**YOUR INSTRUCTIONS**
Reproduce the rows below with "rectangle" substituted for every "bounding box", leaving everything else unchanged.

----------------------------------------

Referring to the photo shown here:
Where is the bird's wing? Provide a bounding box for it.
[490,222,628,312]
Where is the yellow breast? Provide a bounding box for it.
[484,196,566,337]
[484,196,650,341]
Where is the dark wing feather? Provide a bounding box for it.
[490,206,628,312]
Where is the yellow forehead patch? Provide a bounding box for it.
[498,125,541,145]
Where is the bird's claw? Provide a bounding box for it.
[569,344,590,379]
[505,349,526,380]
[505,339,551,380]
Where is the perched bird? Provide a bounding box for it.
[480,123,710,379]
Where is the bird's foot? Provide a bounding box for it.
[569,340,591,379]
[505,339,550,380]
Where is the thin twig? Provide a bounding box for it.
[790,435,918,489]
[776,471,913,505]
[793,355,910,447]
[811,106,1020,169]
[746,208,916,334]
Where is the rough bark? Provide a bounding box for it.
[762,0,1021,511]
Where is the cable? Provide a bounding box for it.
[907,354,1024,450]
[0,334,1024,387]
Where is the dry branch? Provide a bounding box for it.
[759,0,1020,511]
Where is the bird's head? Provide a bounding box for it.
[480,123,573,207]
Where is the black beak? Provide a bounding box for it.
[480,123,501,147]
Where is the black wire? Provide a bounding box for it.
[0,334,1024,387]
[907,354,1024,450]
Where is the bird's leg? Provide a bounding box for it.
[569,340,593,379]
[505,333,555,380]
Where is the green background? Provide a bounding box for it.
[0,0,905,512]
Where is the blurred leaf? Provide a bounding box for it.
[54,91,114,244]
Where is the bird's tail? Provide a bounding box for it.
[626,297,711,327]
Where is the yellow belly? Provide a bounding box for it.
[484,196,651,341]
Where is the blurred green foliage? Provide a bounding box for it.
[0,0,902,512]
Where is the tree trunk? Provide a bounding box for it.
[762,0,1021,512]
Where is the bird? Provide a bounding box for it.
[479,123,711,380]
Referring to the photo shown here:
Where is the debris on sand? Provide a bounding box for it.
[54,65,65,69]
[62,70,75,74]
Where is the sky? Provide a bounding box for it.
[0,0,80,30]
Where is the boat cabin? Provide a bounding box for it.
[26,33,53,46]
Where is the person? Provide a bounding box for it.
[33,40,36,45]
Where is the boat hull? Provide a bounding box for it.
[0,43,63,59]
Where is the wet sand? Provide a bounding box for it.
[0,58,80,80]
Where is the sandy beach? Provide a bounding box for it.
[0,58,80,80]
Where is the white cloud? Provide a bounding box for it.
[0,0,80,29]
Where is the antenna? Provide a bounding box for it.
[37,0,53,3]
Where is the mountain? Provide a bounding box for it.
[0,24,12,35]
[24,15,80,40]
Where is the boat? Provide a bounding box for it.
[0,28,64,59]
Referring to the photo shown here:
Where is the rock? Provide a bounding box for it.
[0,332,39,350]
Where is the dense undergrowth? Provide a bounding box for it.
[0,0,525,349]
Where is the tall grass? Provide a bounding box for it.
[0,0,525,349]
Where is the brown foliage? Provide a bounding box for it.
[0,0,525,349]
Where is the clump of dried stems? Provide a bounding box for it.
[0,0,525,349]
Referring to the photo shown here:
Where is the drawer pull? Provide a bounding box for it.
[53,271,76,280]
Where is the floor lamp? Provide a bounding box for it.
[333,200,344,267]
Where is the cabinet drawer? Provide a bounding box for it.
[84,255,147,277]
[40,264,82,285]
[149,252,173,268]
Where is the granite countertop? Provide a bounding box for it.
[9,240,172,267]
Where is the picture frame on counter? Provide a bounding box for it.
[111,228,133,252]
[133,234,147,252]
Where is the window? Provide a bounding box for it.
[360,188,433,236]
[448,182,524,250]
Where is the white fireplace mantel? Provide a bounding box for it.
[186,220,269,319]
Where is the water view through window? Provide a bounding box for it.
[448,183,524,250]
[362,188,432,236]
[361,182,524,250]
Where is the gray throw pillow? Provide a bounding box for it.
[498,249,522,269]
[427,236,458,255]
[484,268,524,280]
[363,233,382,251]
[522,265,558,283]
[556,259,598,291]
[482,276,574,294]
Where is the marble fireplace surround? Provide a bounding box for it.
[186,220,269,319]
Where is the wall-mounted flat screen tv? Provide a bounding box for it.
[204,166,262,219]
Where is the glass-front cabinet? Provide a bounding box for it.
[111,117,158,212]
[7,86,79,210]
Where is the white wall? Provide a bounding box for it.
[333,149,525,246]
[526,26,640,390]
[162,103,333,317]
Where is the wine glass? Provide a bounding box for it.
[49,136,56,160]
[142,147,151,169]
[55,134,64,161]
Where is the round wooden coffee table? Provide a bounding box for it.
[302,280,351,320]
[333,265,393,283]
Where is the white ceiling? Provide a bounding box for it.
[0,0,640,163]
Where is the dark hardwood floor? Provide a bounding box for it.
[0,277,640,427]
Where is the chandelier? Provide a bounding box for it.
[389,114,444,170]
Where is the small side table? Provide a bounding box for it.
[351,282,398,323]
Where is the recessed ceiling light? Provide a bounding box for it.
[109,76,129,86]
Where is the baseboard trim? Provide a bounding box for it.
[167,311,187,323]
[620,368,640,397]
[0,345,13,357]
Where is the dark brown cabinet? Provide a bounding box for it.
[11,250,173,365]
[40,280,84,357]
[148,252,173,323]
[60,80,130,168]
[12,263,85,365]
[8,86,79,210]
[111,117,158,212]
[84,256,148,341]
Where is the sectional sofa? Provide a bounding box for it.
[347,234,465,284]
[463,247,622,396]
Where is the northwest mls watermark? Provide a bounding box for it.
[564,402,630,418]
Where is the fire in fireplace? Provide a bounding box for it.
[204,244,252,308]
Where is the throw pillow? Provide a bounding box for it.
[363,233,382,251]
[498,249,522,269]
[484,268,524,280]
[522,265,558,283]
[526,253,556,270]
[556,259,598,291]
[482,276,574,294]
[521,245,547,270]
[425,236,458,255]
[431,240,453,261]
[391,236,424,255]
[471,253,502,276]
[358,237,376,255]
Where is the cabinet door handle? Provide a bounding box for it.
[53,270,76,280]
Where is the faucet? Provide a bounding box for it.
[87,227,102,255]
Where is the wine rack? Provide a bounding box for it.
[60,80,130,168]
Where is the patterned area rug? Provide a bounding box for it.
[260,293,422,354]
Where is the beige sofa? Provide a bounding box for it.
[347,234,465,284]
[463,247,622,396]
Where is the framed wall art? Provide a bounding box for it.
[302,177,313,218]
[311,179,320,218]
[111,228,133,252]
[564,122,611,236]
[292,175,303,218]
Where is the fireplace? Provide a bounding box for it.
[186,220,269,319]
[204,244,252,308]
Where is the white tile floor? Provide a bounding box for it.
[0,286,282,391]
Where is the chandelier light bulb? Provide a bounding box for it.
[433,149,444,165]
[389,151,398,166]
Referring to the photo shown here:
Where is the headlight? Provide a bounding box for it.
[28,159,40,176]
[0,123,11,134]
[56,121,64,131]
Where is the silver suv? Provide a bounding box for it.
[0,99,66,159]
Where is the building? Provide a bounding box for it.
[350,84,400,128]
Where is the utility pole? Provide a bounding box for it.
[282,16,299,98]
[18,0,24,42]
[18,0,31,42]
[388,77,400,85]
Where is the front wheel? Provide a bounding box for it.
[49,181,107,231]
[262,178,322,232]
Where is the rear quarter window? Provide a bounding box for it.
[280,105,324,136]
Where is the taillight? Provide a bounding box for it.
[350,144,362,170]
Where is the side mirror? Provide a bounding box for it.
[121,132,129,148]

----------------------------------------

**WRITTEN RESPONSE**
Referring to the photo shown here:
Where is the bird's wing? Provide a rectangle for it.
[490,222,628,312]
Where is the yellow breast? Provide a rectangle for it.
[484,196,566,337]
[484,196,650,341]
Where is the dark wing feather? Provide a rectangle for it.
[490,206,628,312]
Where is the yellow forehead patch? Provide a rectangle for it.
[498,125,541,145]
Where is the bird's claw? Provide a rectangle for it.
[569,344,590,379]
[505,349,526,380]
[505,339,551,380]
Where is the perched bird? Provide a rectangle for it.
[480,123,710,379]
Where is the bird's foot? Provide a rectangle for it.
[569,340,591,379]
[505,339,550,380]
Where is the thin twig? Provide a rectangle for it.
[790,435,918,489]
[776,471,913,505]
[793,355,910,447]
[811,106,1020,169]
[746,208,916,334]
Where is the rough bark? Provide a rectangle for it.
[762,0,1021,511]
Where is the cable? Provide a rectangle for it.
[907,354,1024,450]
[0,334,1024,387]
Where is the dry branch? Provide a rectangle for it.
[759,0,1020,511]
Where is the bird's head? Provide a rectangle for it.
[480,123,573,207]
Where is the black beak? Provide a rectangle for it.
[480,123,501,147]
Where is the black wire? Provide a rectangle for it.
[0,334,1024,387]
[907,354,1024,450]
Where is the bird's leg? Provide a rectangle for it.
[569,340,593,379]
[505,333,555,380]
Where is the green background? Provide a rectangle for it.
[0,0,905,512]
Where is the blurred leaf? Provide a rectangle for it.
[54,91,114,244]
Where is the bird's tail? Provide a rectangle for it.
[626,297,711,327]
Where is the yellow belly? Provide a rectangle for it.
[484,196,651,341]
Where is the blurred green foliage? Provide a rectangle for it.
[0,0,902,512]
Where is the tree trunk? Provide a rectangle for it.
[762,0,1021,512]
Where is the bird? Provide a rectangle for it.
[479,123,711,380]
Referring to the photo shown here:
Where is the debris on sand? Provide a rectangle for it.
[54,65,65,69]
[62,70,75,74]
Where is the sky? Provide a rectangle for it.
[0,0,80,30]
Where is the boat cabin? Provide a rectangle for it.
[26,33,53,46]
Where is the person? Provide a rectangle for it.
[33,40,36,45]
Where is the boat hull? Provide a rectangle for it.
[0,43,63,59]
Where is the wet sand? Provide a rectangle for it.
[0,58,80,80]
Where is the sandy beach? Provide a rectangle for it.
[0,58,80,80]
Where is the white cloud? Provide a rectangle for it.
[0,0,80,29]
Where is the antenna? Provide a rectangle for it.
[37,0,53,3]
Where is the mountain? Provide a rectangle for it.
[0,24,12,35]
[24,15,80,40]
Where is the boat? Provide a rectangle for it.
[0,28,64,59]
Referring to the photo shown here:
Where is the rock? Provide a rectangle for it.
[0,332,39,350]
Where is the dense undergrowth? Provide a rectangle for it.
[0,0,525,349]
Where is the tall grass? Provide a rectangle for it.
[0,0,525,349]
Where is the brown foliage? Provide a rectangle for it.
[0,0,525,349]
Where is the clump of dried stems? Provide a rectangle for it.
[0,0,525,349]
Referring to the photo shown here:
Where is the drawer pull? Provide a rectangle for it.
[53,271,76,280]
Where is the floor lamp? Provide a rectangle for it.
[333,200,344,267]
Where is the cabinet drawer? Provide a rectangle for it.
[84,255,147,277]
[40,264,82,285]
[149,252,173,268]
Where is the granite countertop? Provide a rectangle for it.
[9,240,172,267]
Where is the picture frame on counter? Provide a rectangle for it.
[111,228,133,252]
[133,234,147,252]
Where is the window? Provide a rectangle for it.
[360,188,433,236]
[448,182,524,250]
Where is the white fireplace mantel? Provide a rectangle for it.
[186,220,269,319]
Where is the water view through window? Provide a rectangle for it.
[448,183,524,250]
[362,188,432,236]
[361,182,524,250]
Where is the gray throw pillow? Provide a rectangle for it.
[498,249,522,269]
[427,236,458,255]
[484,268,524,280]
[363,233,382,251]
[522,265,558,283]
[556,259,598,291]
[482,276,574,294]
Where is the marble fireplace surround? Provide a rectangle for it.
[186,220,269,319]
Where is the wall-mounted flat screen tv? Provide a rectangle for it.
[204,166,262,219]
Where is the glass-front cabinet? Provide a rectangle for it.
[111,117,158,212]
[7,86,79,210]
Where is the white wall? Provide a rectangle for it.
[333,149,525,246]
[526,26,640,390]
[162,103,333,317]
Where is the wine glass? Provide a rectangle for it.
[49,136,56,160]
[142,147,151,169]
[55,134,64,161]
Where is the round wooden coffee table? Provide a rectangle for it.
[302,280,351,320]
[333,265,393,283]
Where is the white ceiling? Provide a rectangle for it.
[0,0,640,163]
Where is the dark hardwood floor? Provide a rectangle for it.
[0,277,640,427]
Where is the chandelier? Provide a rectangle for it.
[389,114,444,170]
Where is the small side table? Provide a rectangle for it.
[351,282,398,323]
Where is the recessed ceiling light? Provide a rectangle for it.
[109,76,129,86]
Where is the baseboard trim? Provide a rectangle for it.
[167,311,187,323]
[620,368,640,397]
[0,345,13,357]
Where is the dark brown cabinet? Provide a rectangle for it.
[11,250,173,365]
[40,280,84,357]
[148,252,173,323]
[60,80,130,168]
[12,263,85,365]
[8,86,79,210]
[111,117,158,212]
[84,256,148,341]
Where is the sectional sofa? Provide a rectangle for it.
[347,234,465,284]
[463,247,622,396]
Where is the northwest mls watermark? Provide a rectangle for it.
[564,402,630,418]
Where is the fire in fireplace? Provide a rectangle for it.
[204,244,252,308]
Where is the throw pillow? Provide a rectangle for it.
[363,233,382,251]
[498,249,522,269]
[484,268,524,280]
[522,265,558,283]
[526,253,556,270]
[556,259,598,291]
[482,276,574,294]
[521,245,547,270]
[425,236,458,255]
[431,240,453,261]
[391,236,424,255]
[471,253,502,276]
[358,237,376,255]
Where is the cabinet door handle? Provide a rectangle for it.
[53,270,76,280]
Where is the faucet? Provide a rectangle for it.
[87,227,102,255]
Where is the wine rack? Provide a rectangle for it.
[60,80,130,168]
Where is the patterned area rug? Provide a rectangle for it.
[260,293,422,354]
Where is the beige sofa? Provide a rectangle for it.
[347,234,465,284]
[463,247,622,396]
Where is the framed wall art? Provide a rectangle for it.
[302,177,313,218]
[311,179,320,218]
[111,228,133,252]
[564,122,611,236]
[292,175,303,218]
Where is the fireplace? Provide a rectangle for it.
[186,220,269,319]
[204,244,252,308]
Where is the white tile floor? Provide a rectangle for it.
[0,286,282,391]
Where is the chandelier light bulb? Provide a rectangle for it.
[433,149,444,165]
[389,151,398,166]
Referring to the photo shown here:
Where is the headlight? Provide a rectangle for it.
[28,159,40,176]
[0,123,11,134]
[56,121,64,131]
Where is the silver suv? Provide a rectangle for it.
[0,99,66,159]
Where is the building? Provide a rectangle for it.
[350,84,400,128]
Where is the utility pole? Provide a rectangle for it.
[282,16,299,98]
[18,0,24,42]
[18,0,31,42]
[388,77,400,85]
Where is the front wheel? Provide a rectangle for it.
[49,181,107,231]
[262,178,322,232]
Where is the rear quarter window? Provide a rectangle for it.
[280,105,324,136]
Where is the taillight? Provide a rectangle for it.
[350,144,362,170]
Where is the side mirror? Provide a rectangle for it.
[121,132,129,148]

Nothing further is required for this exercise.